| Requirement |
Would you please set down the data again exactly as given, excluding the pictures?

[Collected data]
=====
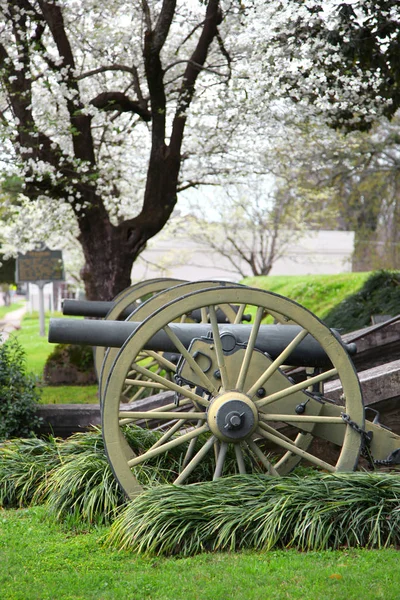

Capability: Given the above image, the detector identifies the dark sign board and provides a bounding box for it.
[16,248,64,283]
[0,255,16,284]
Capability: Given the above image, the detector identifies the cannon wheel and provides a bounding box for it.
[102,286,364,498]
[111,277,182,304]
[99,281,254,471]
[99,280,245,403]
[94,278,186,375]
[100,281,313,474]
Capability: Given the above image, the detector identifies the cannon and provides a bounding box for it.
[49,281,400,499]
[64,278,252,376]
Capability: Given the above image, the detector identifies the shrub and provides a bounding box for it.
[324,270,400,333]
[43,343,97,384]
[0,336,42,440]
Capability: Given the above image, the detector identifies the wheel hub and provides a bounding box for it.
[208,392,258,442]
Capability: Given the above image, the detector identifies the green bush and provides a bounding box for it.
[324,270,400,333]
[43,343,97,385]
[45,343,94,371]
[0,336,42,440]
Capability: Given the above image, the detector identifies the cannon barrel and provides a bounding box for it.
[62,299,251,323]
[49,318,356,368]
[62,299,133,319]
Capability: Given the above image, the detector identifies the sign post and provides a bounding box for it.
[16,246,64,337]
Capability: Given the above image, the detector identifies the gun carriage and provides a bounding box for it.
[49,280,400,499]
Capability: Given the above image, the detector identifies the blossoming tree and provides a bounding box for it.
[0,0,246,299]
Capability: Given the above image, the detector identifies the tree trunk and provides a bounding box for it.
[78,223,136,301]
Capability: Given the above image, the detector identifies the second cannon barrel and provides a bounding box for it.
[49,318,356,368]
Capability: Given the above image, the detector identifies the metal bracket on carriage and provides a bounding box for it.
[175,333,254,393]
[365,407,392,431]
[174,333,323,427]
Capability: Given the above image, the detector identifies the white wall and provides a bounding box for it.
[131,230,355,283]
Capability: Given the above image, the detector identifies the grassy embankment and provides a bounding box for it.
[242,272,371,319]
[1,506,399,600]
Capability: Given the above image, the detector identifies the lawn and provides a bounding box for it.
[38,384,99,404]
[13,311,99,404]
[1,506,399,600]
[15,310,63,376]
[0,300,26,319]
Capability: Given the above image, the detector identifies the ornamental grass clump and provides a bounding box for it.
[0,436,60,507]
[0,425,224,525]
[106,472,400,556]
[37,428,125,526]
[37,426,218,526]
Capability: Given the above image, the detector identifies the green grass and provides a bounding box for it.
[14,311,63,377]
[0,300,25,319]
[39,385,99,404]
[1,506,399,600]
[12,311,97,404]
[242,272,371,319]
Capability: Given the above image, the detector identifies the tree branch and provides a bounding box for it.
[170,0,222,153]
[90,92,151,121]
[153,0,177,52]
[76,64,139,80]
=====
| Task output |
Capability: Given the above image, the detector identifies the dark sign board and provides a bounding box for it.
[16,248,64,283]
[0,255,16,284]
Capability: Given the above image, the detector identifies the cannon wheel and provides a bounding box for it.
[102,286,364,498]
[111,277,182,304]
[99,281,254,471]
[99,280,245,403]
[94,278,186,375]
[100,281,313,474]
Capability: Given the above image, the detector identifies the cannon and provides a bounding box for it.
[49,281,400,499]
[64,278,252,376]
Capability: Given the above image, the detector identifies the shrub and provides a bounding box for it.
[324,270,400,333]
[43,343,97,384]
[0,336,42,440]
Capability: Given the above image, the detector identifies the wheel hub and provides a bounding box for it.
[208,392,258,442]
Capability: Given the above image, the detector identifies the green bush and provides a bounding box for it.
[324,270,400,333]
[43,343,97,385]
[45,343,94,371]
[0,336,42,440]
Capability: Given the above image, the detector identifies the cannon barrel and provides a bounding box for it.
[62,299,251,323]
[49,318,356,368]
[62,299,133,319]
Capability: Given the above image, the detector identifies the sign post and provides a bounding box for it.
[16,246,64,337]
Capability: Given the above image, the detector identifies the gun carriage and provides a bounding box for it.
[49,280,400,499]
Capability: Given the above image, the detector identifies the blossoming tree and provides a bounding box for it.
[0,0,246,299]
Capability: Given the above image, the detector identifies the tree trunk and provides a bounding box for it.
[78,223,136,301]
Capability: Given the above image, the detector identifies the second cannon barrel and provides a bounding box for it.
[49,318,356,368]
Capability: Given the above image, the detector identifies the metal bracket on carriage and provides a bounding box for it.
[175,333,254,393]
[365,407,392,431]
[174,333,323,427]
Capability: Given the above image, the detector identifies the white wall and provides a bounding box for it.
[131,230,355,283]
Capability: Given the above image, the detector identifies the grassy embankment and provides a bounding box for it.
[242,272,371,319]
[1,506,399,600]
Capability: Given the above image, the detector identifies the lawn and provides a bounding box for it.
[38,384,99,404]
[13,311,99,404]
[1,506,399,600]
[15,310,63,376]
[0,300,26,319]
Capability: Given the above image, the detector identifies the ornamental grass clump and provides a bounding box for it.
[0,436,60,507]
[0,425,224,525]
[106,472,400,556]
[37,428,125,526]
[37,426,218,526]
Capability: Given the above image, the detector identifies the green grass and provides a bounding box for it.
[14,311,63,377]
[0,300,25,319]
[39,385,99,404]
[1,506,399,600]
[12,311,97,404]
[242,272,371,319]
Capability: Given the above image, the detector identifies the tree branch and provides a bounding box for it.
[170,0,222,153]
[90,92,151,121]
[153,0,177,52]
[76,64,139,80]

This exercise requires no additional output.